» **DATA FOR THIS EXERCISE**
****
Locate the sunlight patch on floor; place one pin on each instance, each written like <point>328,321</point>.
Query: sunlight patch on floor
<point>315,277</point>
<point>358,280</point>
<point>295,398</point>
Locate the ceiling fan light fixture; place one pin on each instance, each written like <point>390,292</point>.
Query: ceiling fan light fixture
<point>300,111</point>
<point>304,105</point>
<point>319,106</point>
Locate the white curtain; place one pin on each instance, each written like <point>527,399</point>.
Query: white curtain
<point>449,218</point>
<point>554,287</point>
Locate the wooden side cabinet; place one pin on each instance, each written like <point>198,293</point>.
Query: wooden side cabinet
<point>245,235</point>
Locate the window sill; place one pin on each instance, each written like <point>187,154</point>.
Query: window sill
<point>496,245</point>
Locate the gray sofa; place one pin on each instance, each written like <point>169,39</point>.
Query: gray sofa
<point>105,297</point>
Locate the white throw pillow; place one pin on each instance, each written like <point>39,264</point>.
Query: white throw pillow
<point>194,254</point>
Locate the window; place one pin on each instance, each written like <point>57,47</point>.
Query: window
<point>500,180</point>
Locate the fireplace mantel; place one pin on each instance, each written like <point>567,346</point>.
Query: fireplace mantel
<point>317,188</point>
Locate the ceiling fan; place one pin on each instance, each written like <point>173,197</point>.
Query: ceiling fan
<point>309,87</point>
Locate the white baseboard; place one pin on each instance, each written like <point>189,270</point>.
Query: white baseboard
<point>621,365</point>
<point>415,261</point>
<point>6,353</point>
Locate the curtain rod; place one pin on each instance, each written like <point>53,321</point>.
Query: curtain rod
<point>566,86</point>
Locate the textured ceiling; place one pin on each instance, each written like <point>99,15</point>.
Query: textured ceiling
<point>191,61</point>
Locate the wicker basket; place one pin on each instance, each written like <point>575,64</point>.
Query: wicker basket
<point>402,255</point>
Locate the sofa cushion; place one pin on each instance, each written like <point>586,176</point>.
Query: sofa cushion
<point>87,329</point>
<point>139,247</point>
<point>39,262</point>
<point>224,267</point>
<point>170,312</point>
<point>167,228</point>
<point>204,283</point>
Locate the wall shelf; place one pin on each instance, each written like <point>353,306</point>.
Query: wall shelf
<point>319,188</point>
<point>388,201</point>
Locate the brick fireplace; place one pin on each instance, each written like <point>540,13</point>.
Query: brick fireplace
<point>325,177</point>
****
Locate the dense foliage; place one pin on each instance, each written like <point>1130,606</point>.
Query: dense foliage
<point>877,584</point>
****
Give an exact copy of the lines above from the line with "Locate the sunlight" up to and including the line with "Locate the white throw", and leave everything else out.

» **EXERCISE RESULT**
Locate the sunlight patch on floor; place one pin on each instance, each written like <point>328,321</point>.
Query: sunlight patch on floor
<point>315,277</point>
<point>358,280</point>
<point>295,398</point>
Locate the ceiling fan light fixture; place one pin on each instance, each written like <point>390,292</point>.
Query: ceiling fan light fixture
<point>300,111</point>
<point>304,105</point>
<point>319,106</point>
Locate the white curtain; place one pin on each instance, each written like <point>527,399</point>.
Query: white curtain
<point>449,218</point>
<point>554,287</point>
Locate the wooden side cabinet; place one pin on each instance, each written like <point>198,293</point>.
Query: wooden side cabinet
<point>245,235</point>
Locate the window sill; place one pin on each instance, each written like <point>187,154</point>.
Query: window sill
<point>496,245</point>
Locate the gray sofa; place one pin on each instance, each written like <point>169,39</point>.
Query: gray sofa
<point>105,297</point>
Locate the white throw pillow; place one pin on each instance, each written like <point>39,264</point>.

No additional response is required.